→ Fragmento seleccionado:
***

VALÈNCIA. Cierran las fronteras, así que estaremos un poco más aislados. El día ha amanecido del color de nuestro estado de ánimo: negro como la boca de un lobo.
La finca sigue en silencio. A veces pienso que los vecinos están muertos, que yo estoy también muerto, que es una pesadilla de la que despertaremos antes o después. Pero oigo abrir la puerta del vecino de la puerta de enfrente. Debe de volver de la compra o del trabajo, si aún no lo han despedido. Las grandes empresas empiezan a soltar lastre. Eso dicen en la tele.
Ha vuelto el invierno. Parece que no habrá primavera ni verano. Las penas se sobrellevan mejor si sale el sol. Eso creo. Ha llovido algo, gotas de tristeza ajustada a las circunstancias insólitas que vivimos.
Esta mañana he vuelto a echarme a la calle. Begoña me dice que soy un inconsciente, pero necesito que me dé el aire y comprar el periódico y algo de comida, aunque en estos momentos tengo alimentos para una semana.
Cada vez se ve más gente con mascarillas y guantes. A este paso nos haremos enfermeros. Evito las aceras estrechas. Veo algunos perros paseando a sus dueños. Por fin llego al supermercado. Para acceder hay que guardar una cola de cincuenta metros. Esa hilera de carritos vacíos me enternece. Desisto de entrar. Compro el periódico. Parece que el quiosco vende más diarios con esta crisis. Me alegro porque soy periodista.
Desde hace cinco minutos, las campanas de la iglesia repican en la plaza del pueblo. Es la hora del Ángelus. ¿Por quién doblan esas campanas? ¿Por nosotros, que metimos a Dios en el cajón de nuestros antepasados?
En el segundo supermercado que visito la situación es todavía peor, con una cola que da la vuelta al aparcamiento. Entonces recuerdo que he pasado por delante de una tienda de ultramarinos y no había nadie. Hacía siglos que no compraba en un lugar así, y lo hago. Nos debemos a acostumbrar a hacer cosas que teníamos olvidadas. Compro más leche y agua. El trato de la dependienta me tranquiliza: es cercano y solícito. La afabilidad del pequeño comercio.
Las colas de gente en las puertas de los supermercados, las estanterías vacías, la tensión entre clientes, todo me recuerda a las cartillas de racionamiento. Sé que de momento son situaciones diferentes, pero aprecio semejanzas. Las colas, el miedo, la militarización de la vida cotidiana, la supresión de libertades individuales y el confinamiento de toda la población, igual que el que padecieron mis abuelos cuando la aviación fascista italiana los bombardeaba en 1938.
Tal vez estemos asistiendo a la guerra que nos correspondía por ley histórica. Cada generación ha vivido la suya. En realidad, desde hace ochenta años vivimos una anomalía porque hemos tenido la suerte de no enfrentarnos a un conflicto de dimensiones dramáticas y desgarradoras.
Nuestros abuelos tuvieron su guerra; nuestros padres un sucedáneo, la posguerra, y nosotros, si otro doctor Fleming no lo remedia, seremos los protagonistas de la última, la guerra del coronavirus. ¿La III Guerra Mundial? Quién lo sabe en estos momentos. Lo importante es salir vivos para poder contarlo.

***

→ Tareas propuestas:
[1] Según el fragmento, ¿cuál es la profesión de quien narra?
[2] Extrae del fragmento, sin alterar nada, el tramo que va desde "Desde hace cinco" hasta "de nuestros antepasados?".
[3] Indica si cada afirmación concuerda con el fragmento y cita las palabras que lo deciden.
(a) La cola para entrar en el primer supermercado era de cincuenta metros.
(b) La tienda de ultramarinos estaba llena de gente.
(c) Quien narra termina entrando en el primer supermercado.

→ Datos de localización con un punto por caso:

***

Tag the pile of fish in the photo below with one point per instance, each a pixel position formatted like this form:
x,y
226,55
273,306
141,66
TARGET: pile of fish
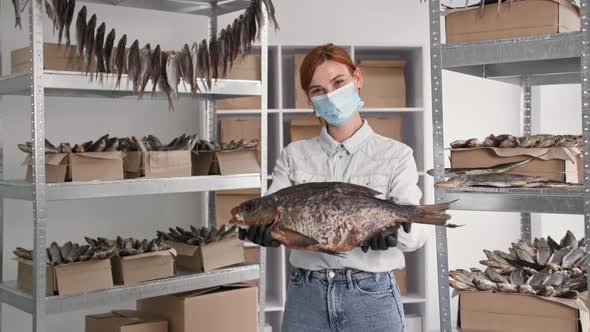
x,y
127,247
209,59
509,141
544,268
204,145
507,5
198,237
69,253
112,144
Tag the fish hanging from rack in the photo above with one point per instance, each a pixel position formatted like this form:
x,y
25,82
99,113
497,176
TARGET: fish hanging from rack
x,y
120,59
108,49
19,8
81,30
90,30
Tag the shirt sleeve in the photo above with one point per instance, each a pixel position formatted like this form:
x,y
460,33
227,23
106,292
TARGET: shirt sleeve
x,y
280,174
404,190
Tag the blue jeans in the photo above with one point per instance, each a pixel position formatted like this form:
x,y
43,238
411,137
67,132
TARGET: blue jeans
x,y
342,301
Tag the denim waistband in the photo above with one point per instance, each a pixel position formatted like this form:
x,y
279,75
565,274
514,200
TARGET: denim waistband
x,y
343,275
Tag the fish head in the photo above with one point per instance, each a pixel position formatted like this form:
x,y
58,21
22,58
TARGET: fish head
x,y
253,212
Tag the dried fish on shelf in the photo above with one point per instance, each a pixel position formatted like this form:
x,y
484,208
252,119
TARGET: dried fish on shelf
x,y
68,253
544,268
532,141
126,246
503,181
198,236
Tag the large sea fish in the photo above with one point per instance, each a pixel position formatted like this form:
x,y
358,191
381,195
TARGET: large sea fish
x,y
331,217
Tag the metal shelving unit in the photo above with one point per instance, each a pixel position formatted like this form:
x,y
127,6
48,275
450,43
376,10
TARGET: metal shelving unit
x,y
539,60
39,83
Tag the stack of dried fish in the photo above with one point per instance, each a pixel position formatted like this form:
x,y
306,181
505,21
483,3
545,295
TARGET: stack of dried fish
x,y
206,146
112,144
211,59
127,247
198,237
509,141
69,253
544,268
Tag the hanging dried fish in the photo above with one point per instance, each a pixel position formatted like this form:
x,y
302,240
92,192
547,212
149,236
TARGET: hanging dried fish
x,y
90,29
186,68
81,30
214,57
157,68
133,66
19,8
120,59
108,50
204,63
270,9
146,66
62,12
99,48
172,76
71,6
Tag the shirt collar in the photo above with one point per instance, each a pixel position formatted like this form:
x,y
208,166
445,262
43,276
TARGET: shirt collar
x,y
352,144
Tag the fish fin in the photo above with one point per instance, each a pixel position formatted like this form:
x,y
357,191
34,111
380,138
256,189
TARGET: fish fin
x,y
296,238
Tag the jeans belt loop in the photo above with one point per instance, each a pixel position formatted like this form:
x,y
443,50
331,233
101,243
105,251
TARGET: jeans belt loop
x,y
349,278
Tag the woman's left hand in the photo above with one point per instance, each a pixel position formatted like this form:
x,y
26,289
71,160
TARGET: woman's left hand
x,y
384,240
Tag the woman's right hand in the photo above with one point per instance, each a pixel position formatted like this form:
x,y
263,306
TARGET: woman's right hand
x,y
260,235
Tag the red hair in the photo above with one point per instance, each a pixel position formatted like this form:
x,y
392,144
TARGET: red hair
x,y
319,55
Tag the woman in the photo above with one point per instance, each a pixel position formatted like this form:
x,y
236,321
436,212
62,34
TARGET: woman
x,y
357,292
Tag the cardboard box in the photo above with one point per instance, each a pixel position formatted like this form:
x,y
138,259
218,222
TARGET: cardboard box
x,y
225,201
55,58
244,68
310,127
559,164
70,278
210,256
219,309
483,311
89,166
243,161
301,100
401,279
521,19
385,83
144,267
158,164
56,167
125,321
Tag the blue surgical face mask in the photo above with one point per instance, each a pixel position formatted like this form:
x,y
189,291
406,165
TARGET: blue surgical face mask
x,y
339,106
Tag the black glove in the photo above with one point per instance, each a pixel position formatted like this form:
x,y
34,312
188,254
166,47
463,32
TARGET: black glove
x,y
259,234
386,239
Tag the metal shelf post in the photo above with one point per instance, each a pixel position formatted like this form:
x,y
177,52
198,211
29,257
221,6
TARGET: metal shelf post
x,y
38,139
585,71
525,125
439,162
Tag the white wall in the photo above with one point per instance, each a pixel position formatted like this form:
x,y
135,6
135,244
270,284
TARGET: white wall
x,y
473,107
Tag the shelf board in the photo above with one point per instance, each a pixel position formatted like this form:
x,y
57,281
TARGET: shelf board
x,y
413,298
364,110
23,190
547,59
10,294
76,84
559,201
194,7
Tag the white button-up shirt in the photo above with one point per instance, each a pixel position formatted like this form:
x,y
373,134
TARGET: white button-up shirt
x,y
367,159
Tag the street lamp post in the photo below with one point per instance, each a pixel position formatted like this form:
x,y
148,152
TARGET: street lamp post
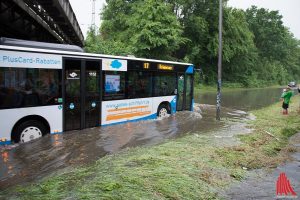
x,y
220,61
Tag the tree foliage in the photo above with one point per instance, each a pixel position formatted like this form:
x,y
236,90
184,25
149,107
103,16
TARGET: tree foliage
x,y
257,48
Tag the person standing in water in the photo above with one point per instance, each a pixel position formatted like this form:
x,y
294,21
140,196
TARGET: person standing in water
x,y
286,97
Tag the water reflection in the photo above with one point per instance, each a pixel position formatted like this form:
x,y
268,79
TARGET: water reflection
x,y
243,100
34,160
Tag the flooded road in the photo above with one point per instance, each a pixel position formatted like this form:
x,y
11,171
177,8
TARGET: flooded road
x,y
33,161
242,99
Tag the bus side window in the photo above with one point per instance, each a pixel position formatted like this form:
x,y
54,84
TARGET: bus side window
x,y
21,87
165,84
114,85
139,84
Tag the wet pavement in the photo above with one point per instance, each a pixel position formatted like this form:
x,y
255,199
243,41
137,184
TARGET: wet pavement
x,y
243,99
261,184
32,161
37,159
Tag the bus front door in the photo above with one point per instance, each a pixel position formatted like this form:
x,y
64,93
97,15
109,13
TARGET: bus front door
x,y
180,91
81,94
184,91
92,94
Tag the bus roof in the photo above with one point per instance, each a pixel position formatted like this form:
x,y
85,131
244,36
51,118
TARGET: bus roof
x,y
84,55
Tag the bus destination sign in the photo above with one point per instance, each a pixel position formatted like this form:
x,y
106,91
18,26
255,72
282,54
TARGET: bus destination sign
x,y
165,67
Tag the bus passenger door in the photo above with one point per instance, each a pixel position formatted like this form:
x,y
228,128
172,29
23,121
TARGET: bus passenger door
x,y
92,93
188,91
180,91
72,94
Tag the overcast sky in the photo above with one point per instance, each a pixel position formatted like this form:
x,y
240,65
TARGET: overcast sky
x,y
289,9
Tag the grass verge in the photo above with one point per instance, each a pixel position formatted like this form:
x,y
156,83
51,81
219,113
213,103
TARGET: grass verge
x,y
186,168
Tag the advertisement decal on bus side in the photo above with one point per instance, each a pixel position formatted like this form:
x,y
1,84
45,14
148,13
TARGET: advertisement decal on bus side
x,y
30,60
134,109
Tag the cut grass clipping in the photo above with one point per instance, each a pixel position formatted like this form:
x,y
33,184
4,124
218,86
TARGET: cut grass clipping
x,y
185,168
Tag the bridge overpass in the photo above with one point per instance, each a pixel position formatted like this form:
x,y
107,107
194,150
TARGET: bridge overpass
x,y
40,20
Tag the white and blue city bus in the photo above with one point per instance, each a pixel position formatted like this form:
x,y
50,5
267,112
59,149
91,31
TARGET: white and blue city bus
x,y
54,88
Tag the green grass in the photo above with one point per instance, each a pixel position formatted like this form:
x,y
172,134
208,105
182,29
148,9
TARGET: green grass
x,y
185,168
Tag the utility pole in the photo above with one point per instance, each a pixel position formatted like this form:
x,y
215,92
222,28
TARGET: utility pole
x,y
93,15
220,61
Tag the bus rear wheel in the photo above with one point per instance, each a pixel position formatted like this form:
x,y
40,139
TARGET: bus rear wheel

***

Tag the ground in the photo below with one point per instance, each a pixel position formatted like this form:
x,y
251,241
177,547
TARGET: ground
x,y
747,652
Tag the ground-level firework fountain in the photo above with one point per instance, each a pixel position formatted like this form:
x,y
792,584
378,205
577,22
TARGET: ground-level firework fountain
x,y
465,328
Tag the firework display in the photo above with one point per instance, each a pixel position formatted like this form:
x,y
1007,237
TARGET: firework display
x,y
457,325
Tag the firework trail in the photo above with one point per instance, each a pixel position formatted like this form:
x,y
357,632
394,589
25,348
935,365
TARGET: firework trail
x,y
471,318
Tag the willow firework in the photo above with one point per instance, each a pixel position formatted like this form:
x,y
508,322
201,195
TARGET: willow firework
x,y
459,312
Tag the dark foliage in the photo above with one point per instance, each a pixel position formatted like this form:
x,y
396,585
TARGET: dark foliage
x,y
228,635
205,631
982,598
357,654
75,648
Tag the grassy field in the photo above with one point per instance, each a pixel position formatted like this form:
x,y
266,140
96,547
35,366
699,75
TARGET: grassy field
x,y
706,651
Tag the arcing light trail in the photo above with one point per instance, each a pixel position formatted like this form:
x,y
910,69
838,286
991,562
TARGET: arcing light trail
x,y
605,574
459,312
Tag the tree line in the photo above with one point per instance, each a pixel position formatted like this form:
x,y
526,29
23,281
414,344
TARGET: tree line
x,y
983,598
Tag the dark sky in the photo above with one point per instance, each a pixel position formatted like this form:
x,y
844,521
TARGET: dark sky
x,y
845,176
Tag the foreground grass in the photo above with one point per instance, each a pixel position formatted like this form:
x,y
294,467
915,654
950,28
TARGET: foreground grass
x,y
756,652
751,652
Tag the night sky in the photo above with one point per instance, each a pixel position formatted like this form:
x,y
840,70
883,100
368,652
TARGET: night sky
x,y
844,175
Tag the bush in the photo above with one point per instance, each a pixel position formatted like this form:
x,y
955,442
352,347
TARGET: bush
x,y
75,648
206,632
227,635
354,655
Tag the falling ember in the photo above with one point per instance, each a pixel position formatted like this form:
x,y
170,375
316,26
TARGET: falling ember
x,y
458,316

***

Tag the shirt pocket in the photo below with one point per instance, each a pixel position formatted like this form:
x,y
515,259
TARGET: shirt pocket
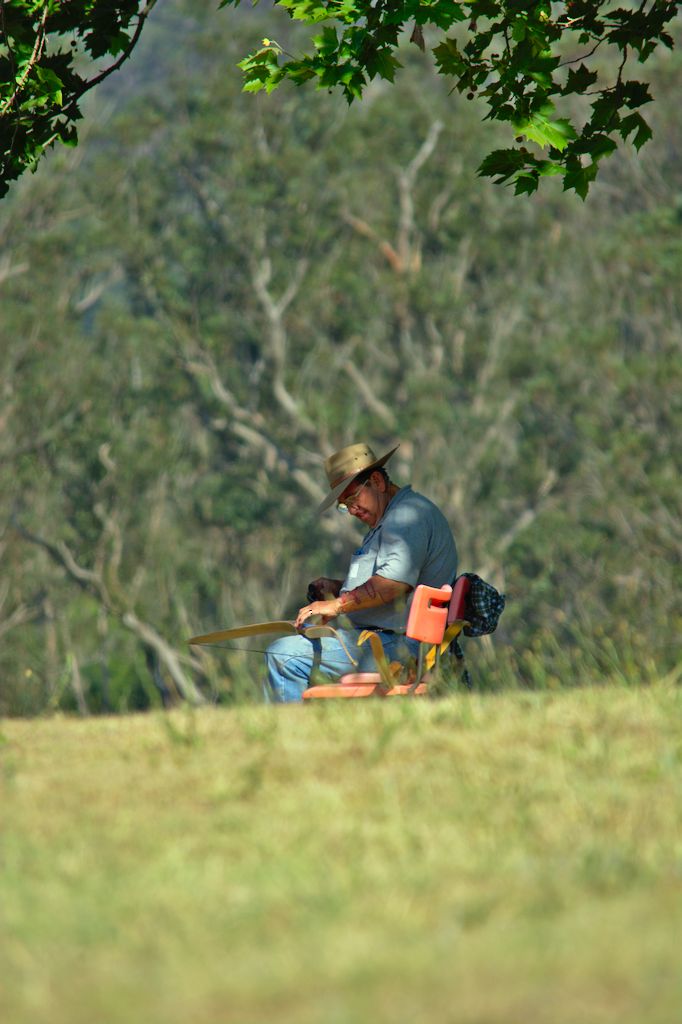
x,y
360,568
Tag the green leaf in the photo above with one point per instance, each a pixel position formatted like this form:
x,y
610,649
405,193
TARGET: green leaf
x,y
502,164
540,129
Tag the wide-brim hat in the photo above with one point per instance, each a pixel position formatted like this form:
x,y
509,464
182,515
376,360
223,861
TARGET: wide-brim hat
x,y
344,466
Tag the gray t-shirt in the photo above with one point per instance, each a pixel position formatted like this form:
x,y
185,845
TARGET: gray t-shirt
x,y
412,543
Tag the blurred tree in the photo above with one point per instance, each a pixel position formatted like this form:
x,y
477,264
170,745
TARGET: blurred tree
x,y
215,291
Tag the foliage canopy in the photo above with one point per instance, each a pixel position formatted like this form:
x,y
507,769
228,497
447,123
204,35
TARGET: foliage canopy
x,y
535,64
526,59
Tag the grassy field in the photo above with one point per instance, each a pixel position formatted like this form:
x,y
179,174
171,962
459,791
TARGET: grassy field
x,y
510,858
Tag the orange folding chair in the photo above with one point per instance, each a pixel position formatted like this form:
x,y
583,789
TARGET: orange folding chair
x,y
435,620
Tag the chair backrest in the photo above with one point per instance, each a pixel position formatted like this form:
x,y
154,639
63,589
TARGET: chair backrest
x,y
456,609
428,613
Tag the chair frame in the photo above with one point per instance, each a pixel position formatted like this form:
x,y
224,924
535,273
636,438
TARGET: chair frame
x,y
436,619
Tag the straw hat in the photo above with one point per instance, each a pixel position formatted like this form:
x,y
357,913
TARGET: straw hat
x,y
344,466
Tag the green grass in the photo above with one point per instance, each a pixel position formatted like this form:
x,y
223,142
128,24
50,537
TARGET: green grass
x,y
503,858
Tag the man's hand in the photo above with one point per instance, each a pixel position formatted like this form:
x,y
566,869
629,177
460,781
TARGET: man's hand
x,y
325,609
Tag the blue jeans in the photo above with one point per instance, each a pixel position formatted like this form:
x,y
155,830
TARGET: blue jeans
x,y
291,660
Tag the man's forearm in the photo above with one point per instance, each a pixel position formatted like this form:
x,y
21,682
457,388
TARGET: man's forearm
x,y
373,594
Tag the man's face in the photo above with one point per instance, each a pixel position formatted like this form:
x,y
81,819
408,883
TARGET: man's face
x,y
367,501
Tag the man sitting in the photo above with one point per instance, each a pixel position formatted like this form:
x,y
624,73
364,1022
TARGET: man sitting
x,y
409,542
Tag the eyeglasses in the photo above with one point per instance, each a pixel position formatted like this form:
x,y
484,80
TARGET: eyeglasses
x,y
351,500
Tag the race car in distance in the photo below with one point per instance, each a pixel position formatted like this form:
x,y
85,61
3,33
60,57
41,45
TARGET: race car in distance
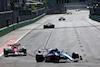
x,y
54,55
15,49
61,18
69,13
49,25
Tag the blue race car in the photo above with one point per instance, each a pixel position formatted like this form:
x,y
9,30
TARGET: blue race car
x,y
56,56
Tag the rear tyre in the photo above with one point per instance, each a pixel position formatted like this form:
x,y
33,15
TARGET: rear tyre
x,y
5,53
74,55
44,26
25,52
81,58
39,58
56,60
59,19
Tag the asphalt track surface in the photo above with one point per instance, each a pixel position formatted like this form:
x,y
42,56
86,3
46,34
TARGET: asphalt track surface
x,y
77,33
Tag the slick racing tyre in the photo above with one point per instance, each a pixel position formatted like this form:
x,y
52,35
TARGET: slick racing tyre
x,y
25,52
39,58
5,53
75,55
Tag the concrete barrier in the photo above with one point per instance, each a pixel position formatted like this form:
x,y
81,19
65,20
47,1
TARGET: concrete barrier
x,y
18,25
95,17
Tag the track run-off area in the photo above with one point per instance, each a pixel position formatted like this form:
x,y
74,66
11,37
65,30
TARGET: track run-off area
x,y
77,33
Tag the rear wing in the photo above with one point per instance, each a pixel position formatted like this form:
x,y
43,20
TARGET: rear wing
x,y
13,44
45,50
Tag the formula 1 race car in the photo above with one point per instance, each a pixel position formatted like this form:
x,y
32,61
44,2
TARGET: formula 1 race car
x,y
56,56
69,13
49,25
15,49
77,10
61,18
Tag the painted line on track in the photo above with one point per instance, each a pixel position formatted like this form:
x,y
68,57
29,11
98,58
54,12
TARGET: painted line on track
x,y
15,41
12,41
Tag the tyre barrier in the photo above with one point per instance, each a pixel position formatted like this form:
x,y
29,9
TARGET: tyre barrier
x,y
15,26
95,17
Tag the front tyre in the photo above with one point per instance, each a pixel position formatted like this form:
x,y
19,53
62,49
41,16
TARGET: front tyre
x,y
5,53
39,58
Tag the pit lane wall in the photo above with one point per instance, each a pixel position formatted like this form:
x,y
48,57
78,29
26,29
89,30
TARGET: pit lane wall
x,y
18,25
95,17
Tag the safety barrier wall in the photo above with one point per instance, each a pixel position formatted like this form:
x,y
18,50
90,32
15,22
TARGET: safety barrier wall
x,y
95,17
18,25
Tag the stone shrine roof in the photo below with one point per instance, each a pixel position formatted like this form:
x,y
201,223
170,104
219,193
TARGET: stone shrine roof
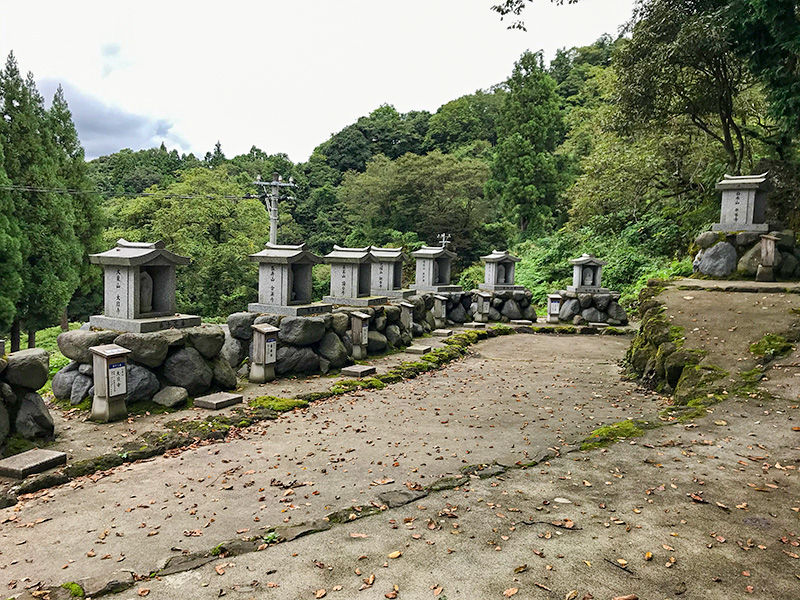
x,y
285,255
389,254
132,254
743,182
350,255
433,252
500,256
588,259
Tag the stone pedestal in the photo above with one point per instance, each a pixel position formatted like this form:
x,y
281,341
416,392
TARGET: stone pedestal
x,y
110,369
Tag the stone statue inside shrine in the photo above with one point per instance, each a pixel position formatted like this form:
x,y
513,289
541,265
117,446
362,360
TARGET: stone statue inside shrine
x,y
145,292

***

→ Respuestas:
[1] Es periodista.

[2]
Desde hace cinco minutos, las campanas de la iglesia repican en la plaza del pueblo. Es la hora del Ángelus. ¿Por quién doblan esas campanas? ¿Por nosotros, que metimos a Dios en el cajón de nuestros antepasados?

[3]
(a) Sí: "Para acceder hay que guardar una cola de cincuenta metros."
(b) No: "no había nadie."
(c) No: "Desisto de entrar."